** start **

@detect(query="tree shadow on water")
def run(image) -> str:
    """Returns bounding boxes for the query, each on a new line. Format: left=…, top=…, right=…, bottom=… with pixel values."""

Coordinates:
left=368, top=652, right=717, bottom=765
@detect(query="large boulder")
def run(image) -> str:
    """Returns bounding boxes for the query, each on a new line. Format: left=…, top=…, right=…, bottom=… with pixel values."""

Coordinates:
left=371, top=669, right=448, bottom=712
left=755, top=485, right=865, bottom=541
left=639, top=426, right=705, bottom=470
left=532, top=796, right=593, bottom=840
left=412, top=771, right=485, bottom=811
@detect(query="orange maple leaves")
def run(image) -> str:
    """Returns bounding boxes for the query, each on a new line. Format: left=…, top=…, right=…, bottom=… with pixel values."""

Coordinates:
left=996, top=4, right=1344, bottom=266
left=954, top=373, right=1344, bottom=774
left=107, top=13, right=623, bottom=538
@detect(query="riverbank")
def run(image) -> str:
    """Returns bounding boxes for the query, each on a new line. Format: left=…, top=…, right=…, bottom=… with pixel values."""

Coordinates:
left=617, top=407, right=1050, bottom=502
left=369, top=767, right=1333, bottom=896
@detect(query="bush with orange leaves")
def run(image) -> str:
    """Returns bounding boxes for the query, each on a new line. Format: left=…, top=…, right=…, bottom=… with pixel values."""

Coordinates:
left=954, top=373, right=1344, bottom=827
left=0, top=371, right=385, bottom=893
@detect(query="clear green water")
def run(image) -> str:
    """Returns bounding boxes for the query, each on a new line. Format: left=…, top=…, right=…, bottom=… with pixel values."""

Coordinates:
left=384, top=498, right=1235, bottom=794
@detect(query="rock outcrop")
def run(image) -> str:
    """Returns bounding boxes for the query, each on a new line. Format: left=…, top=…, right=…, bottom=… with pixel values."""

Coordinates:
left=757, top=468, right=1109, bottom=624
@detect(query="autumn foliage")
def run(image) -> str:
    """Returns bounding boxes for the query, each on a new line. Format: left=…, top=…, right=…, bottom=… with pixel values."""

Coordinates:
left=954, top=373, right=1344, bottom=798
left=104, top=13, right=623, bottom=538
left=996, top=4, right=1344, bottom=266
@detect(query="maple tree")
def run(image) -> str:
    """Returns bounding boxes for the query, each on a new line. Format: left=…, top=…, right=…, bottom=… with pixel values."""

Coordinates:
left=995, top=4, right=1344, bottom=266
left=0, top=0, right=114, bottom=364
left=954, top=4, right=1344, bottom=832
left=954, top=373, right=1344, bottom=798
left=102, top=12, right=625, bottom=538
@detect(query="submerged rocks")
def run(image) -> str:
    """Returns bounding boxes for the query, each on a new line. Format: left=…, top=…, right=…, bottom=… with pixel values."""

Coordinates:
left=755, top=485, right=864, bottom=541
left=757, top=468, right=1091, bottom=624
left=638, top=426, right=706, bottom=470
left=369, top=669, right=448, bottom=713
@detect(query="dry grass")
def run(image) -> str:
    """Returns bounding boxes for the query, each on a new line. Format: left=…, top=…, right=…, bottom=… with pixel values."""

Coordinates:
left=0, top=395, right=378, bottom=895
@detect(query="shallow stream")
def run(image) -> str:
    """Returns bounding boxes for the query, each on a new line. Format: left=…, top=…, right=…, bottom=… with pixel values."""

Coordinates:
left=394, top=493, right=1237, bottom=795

** end **

_Description of the task_. Please pick out every line in the items above that contains the word "orange", and copy each of those lines.

_Solution to this exercise_.
@detect(query="orange maple leaves")
@detect(query="bush with orange leaves")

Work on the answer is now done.